Dataset entries:
= = =

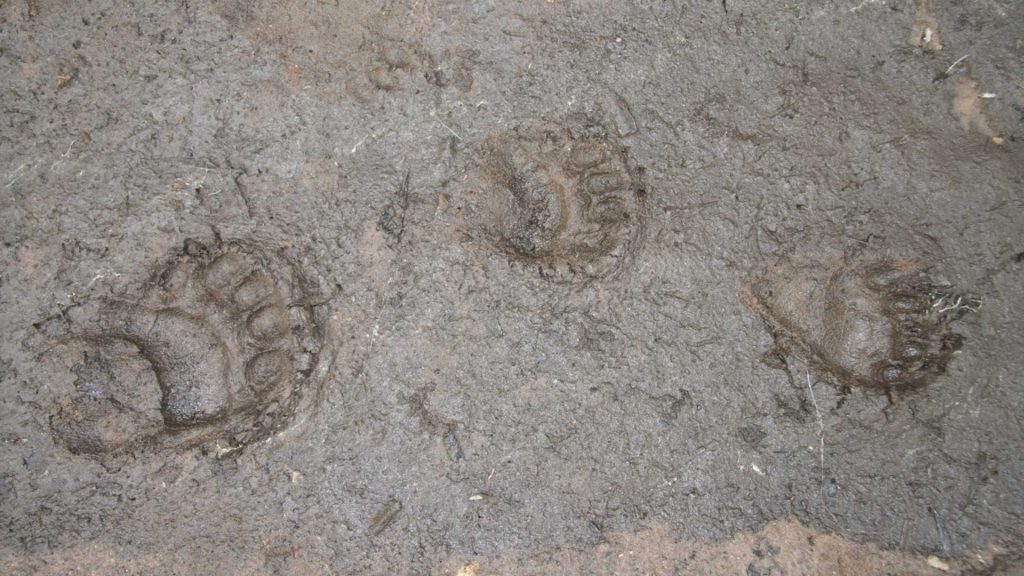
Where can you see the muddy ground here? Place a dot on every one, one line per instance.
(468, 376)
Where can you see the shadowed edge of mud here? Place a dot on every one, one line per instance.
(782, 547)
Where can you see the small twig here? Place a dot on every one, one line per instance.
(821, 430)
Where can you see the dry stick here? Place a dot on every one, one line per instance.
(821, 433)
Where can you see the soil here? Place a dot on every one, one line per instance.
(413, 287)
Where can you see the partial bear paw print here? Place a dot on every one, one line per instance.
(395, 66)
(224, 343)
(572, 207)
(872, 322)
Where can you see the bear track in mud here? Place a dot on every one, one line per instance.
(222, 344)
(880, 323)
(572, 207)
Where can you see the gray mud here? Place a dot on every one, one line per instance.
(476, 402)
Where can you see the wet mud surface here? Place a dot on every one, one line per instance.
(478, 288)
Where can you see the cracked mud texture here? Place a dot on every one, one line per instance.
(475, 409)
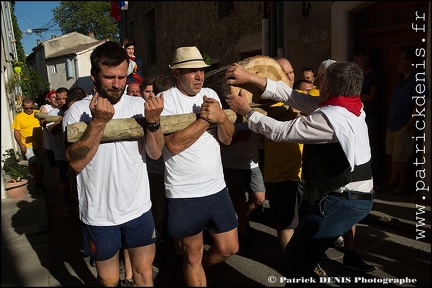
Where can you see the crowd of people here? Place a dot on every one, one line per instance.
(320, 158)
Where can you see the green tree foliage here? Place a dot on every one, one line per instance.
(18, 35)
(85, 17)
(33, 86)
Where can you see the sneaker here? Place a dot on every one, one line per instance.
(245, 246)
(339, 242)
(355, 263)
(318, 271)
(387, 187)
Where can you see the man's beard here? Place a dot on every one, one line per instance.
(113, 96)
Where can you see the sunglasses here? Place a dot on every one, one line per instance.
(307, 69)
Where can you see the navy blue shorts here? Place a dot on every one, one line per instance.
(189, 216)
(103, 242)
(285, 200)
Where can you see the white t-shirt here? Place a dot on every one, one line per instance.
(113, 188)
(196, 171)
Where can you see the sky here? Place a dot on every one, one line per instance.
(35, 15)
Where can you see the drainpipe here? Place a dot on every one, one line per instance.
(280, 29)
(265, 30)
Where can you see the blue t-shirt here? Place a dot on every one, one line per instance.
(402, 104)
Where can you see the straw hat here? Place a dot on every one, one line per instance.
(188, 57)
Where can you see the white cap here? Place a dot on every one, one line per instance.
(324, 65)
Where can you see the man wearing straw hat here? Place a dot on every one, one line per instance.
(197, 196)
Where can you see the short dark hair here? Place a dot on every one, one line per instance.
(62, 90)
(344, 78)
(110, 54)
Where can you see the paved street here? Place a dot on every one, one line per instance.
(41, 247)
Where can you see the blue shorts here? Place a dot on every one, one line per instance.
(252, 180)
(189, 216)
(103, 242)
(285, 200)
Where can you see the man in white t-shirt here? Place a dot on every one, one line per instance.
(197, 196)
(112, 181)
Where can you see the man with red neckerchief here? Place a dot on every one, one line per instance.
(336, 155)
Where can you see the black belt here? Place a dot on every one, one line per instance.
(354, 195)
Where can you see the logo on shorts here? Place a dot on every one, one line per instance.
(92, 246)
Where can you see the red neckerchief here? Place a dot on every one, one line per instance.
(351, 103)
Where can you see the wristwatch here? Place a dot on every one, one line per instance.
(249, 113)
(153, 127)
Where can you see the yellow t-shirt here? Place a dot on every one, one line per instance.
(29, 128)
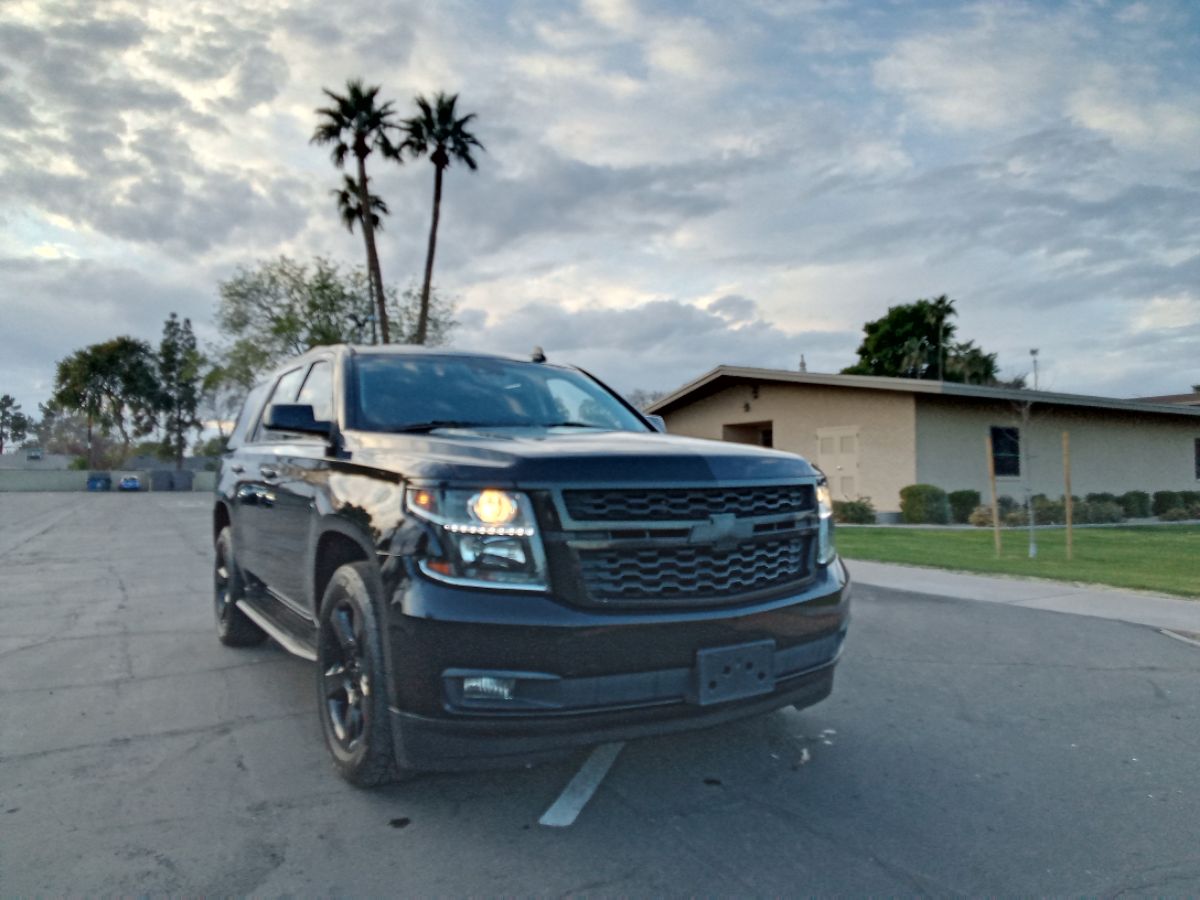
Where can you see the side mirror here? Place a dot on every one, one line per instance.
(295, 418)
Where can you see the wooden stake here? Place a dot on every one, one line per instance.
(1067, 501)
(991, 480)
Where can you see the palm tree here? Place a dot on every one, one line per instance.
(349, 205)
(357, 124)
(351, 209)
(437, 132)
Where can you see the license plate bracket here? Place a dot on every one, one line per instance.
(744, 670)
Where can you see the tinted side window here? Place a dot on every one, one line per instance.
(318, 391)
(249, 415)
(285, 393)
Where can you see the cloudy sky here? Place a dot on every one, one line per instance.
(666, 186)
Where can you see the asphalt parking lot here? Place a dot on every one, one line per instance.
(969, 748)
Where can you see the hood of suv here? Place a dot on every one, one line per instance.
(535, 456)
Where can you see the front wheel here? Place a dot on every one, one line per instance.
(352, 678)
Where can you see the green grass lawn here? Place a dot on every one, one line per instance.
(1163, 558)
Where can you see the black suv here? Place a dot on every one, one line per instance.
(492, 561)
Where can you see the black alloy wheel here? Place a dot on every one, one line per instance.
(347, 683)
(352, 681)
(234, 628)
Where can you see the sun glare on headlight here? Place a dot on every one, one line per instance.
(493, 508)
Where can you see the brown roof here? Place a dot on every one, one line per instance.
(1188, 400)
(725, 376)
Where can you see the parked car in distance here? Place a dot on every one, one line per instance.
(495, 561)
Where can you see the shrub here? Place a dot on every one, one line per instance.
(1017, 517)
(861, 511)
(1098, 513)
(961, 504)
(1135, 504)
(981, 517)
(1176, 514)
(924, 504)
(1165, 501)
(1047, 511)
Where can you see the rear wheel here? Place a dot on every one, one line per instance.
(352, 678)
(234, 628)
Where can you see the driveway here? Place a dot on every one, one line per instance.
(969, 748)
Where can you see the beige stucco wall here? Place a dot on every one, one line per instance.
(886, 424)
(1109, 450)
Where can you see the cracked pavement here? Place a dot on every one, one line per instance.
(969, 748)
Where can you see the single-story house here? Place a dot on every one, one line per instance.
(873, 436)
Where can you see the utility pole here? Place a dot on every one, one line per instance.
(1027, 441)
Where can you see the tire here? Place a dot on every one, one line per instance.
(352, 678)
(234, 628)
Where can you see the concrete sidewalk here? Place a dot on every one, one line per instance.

= = =

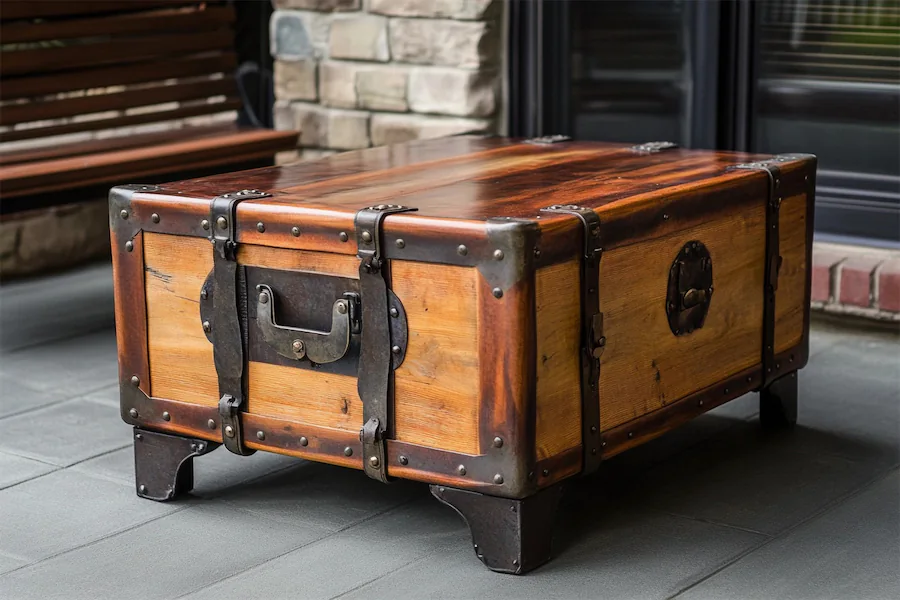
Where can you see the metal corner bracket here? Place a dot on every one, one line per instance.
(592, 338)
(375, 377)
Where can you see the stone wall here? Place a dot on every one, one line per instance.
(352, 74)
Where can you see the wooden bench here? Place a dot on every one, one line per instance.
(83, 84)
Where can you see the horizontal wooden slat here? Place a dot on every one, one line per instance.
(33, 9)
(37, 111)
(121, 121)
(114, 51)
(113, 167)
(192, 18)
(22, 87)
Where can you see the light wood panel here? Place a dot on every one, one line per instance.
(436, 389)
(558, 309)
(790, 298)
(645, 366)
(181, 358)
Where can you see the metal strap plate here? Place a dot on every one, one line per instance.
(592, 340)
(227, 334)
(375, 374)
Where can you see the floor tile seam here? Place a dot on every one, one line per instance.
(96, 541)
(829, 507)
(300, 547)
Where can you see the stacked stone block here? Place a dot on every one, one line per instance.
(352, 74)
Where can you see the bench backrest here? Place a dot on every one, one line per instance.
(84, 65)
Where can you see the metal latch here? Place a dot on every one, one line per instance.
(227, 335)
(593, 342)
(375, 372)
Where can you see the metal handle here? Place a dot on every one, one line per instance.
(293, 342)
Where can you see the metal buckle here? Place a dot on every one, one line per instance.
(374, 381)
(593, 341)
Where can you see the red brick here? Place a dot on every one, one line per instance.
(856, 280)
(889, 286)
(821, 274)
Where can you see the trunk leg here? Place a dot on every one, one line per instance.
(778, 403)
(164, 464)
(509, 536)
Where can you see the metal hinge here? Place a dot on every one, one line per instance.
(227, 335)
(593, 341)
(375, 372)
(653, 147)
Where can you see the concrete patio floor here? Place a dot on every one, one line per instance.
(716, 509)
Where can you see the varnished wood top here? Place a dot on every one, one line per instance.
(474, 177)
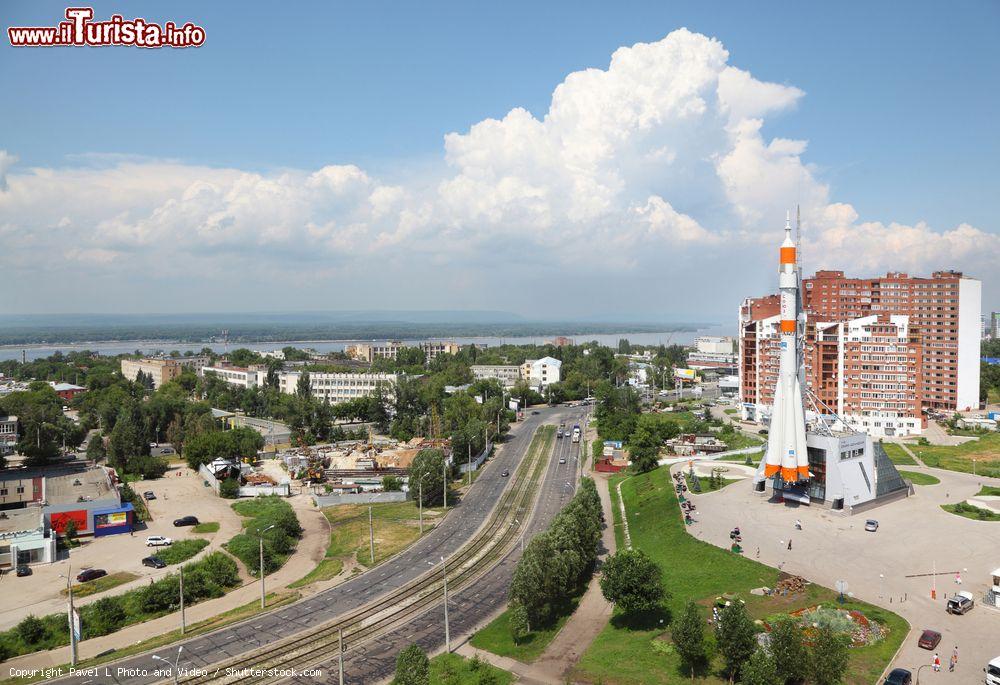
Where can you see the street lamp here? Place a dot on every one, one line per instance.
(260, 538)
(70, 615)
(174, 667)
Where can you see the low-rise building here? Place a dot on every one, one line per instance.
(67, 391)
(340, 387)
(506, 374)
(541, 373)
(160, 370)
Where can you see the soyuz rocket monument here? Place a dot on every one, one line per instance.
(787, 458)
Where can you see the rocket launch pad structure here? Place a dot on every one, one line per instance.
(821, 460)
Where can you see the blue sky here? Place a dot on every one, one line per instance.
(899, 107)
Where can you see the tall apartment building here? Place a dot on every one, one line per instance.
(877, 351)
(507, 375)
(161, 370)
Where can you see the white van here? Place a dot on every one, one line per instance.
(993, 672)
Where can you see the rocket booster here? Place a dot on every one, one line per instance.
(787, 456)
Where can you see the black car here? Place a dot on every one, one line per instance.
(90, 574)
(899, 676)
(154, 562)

= = =

● Requirement
Given the records above, reproduce precisely and only the lines between the line holding "Where can you see the utility" and the line holding "Where can you see the concrete sidewalk", inclusive.

● Task result
Where can you see the utility pole here? Place a dot on every one, one line per instance.
(1027, 441)
Where can you see the tire here? Place a dot on every one, one line per instance.
(352, 678)
(234, 628)
Where can you see the concrete sidewalk here? Place a dot on every one, one line per instance.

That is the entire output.